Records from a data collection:

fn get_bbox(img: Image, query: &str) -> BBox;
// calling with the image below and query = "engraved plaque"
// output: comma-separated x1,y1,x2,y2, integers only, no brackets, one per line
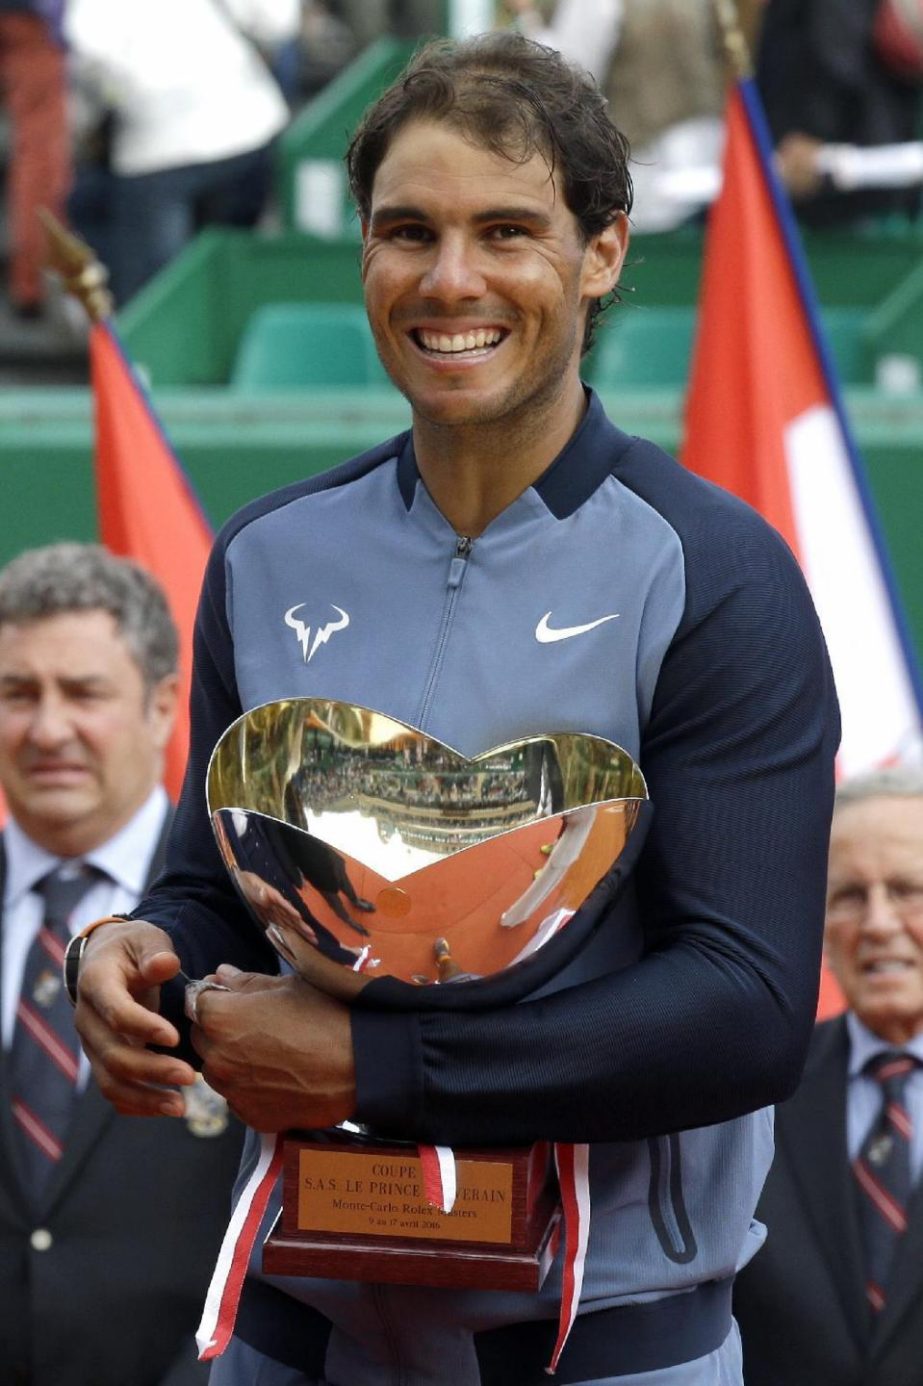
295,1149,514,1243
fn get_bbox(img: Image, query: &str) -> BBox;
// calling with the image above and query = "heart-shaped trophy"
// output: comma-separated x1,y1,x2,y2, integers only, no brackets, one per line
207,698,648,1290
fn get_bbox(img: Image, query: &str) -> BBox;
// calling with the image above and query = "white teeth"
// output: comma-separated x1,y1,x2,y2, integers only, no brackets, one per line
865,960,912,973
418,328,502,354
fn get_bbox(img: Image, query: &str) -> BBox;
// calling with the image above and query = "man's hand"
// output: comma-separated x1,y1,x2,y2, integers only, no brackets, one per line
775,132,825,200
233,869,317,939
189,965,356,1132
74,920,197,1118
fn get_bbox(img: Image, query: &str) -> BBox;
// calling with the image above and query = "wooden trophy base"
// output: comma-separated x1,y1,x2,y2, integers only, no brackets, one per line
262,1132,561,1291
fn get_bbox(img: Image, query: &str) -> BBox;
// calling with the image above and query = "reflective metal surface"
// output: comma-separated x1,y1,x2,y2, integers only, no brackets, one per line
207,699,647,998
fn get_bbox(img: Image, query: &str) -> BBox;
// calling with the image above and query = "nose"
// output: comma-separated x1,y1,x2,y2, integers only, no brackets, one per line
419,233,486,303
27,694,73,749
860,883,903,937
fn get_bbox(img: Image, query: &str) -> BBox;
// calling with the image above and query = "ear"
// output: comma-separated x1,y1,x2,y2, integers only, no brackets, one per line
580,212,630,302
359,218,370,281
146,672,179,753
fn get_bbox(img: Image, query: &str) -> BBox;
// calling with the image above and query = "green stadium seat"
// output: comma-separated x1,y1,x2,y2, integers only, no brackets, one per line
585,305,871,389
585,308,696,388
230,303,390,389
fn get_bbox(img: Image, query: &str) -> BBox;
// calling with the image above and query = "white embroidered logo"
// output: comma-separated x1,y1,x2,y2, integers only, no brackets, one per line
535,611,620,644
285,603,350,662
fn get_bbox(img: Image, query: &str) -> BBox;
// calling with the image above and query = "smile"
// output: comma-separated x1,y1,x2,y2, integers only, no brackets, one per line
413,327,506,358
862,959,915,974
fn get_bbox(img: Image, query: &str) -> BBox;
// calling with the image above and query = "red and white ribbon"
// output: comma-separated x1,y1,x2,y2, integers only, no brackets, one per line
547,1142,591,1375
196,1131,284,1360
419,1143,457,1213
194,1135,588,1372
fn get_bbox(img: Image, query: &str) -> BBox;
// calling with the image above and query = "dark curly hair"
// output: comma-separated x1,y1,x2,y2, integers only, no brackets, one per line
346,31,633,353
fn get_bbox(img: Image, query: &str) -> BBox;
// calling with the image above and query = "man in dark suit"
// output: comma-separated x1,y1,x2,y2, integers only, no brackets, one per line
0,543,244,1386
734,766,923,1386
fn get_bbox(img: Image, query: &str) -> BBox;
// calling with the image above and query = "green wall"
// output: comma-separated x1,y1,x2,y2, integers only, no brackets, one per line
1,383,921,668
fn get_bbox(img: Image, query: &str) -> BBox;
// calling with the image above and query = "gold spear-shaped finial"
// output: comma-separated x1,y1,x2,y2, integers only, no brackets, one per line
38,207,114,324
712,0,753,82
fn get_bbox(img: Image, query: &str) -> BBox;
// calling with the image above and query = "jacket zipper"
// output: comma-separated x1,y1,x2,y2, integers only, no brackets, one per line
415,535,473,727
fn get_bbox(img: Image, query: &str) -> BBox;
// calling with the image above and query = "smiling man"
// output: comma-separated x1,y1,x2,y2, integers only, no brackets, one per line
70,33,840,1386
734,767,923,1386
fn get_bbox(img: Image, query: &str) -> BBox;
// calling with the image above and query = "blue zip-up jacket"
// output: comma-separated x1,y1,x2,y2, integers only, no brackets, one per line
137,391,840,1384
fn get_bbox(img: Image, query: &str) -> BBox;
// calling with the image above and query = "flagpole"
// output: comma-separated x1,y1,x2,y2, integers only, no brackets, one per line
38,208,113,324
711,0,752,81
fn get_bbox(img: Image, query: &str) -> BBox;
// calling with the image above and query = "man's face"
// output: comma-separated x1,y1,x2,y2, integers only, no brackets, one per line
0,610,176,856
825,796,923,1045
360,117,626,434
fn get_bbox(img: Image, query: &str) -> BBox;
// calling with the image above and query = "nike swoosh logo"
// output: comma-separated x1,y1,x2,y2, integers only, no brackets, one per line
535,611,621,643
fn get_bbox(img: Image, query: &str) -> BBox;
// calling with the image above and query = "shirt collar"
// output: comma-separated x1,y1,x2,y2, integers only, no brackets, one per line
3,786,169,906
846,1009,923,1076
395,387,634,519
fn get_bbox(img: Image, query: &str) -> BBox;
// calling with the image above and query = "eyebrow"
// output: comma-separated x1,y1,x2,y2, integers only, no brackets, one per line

PROBLEM STATEMENT
In the entries above, find lines with "green" and copy each.

FINISHED EXERCISE
// calling with the image above and query = "green stadium seat"
// calling with the image above and query = "green wall"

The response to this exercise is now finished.